Purpose: To assess the impact of variables related to setting, study design and definition on adverse outcome occurrence and mortality in hospitalized patients.
Data sources: Pubmed and Embase.
Study selection: Articles in English from 1980 onwards, in non-selected patients or surgical patients only.
Data extraction: Data were extracted independently by two authors using a predefined form. Included study methodology variables were general variables such as setting, patient variables like age, study variables like number of reviewers and definition and the resulting adverse outcome occurrence and mortality.
Results: Eleven studies reporting on 76 617 non-selected patients and 18 studies representing 136 292 surgical patients were included. Adverse outcomes were estimated to occur in 16% (12-19%) of non-selected patients and in 18% (14-22%) of surgical patients, taking into account the heterogeneity between studies. The study methodology variables were not statistically significant in explaining variation in adverse outcome occurrence, but the individual studies, when used as a random effect variable, were significant. Conversely, the study variable was not significant to explain variation in mortality rates, whereas the study methodology variables were: having more than one reviewer increased mortality by 30-80%, older study populations resulted in higher mortality and including a cause in the definition halved the mortality rate.
Conclusion: Study methodology variables do not explain differences in adverse outcome occurrence between studies. Other inter-study differences are more important. However, study methodology is an important predictor for mortality differences and should be taken into account when interpreting differences between studies.

■ **Data below**
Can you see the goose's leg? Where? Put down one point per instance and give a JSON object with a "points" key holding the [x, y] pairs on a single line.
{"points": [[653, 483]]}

■ **Required action 1**
Using the abstract, answer:
(a) Which two data sources were used?
(b) How many non-selected patients did the eleven studies report on?
(c) What effect did including a cause in the definition have on the mortality rate?
■ **Required action 2**
Extract from the abstract the stretch from "Purpose: To assess" through "occurrence and mortality.".
The material isn't needed for any of this.

■ **Expected answer 1**
(a) Pubmed and Embase.
(b) 76 617.
(c) It halved the mortality rate.

■ **Expected answer 2**
Purpose: To assess the impact of variables related to setting, study design and definition on adverse outcome occurrence and mortality in hospitalized patients.
Data sources: Pubmed and Embase.
Study selection: Articles in English from 1980 onwards, in non-selected patients or surgical patients only.
Data extraction: Data were extracted independently by two authors using a predefined form. Included study methodology variables were general variables such as setting, patient variables like age, study variables like number of reviewers and definition and the resulting adverse outcome occurrence and mortality.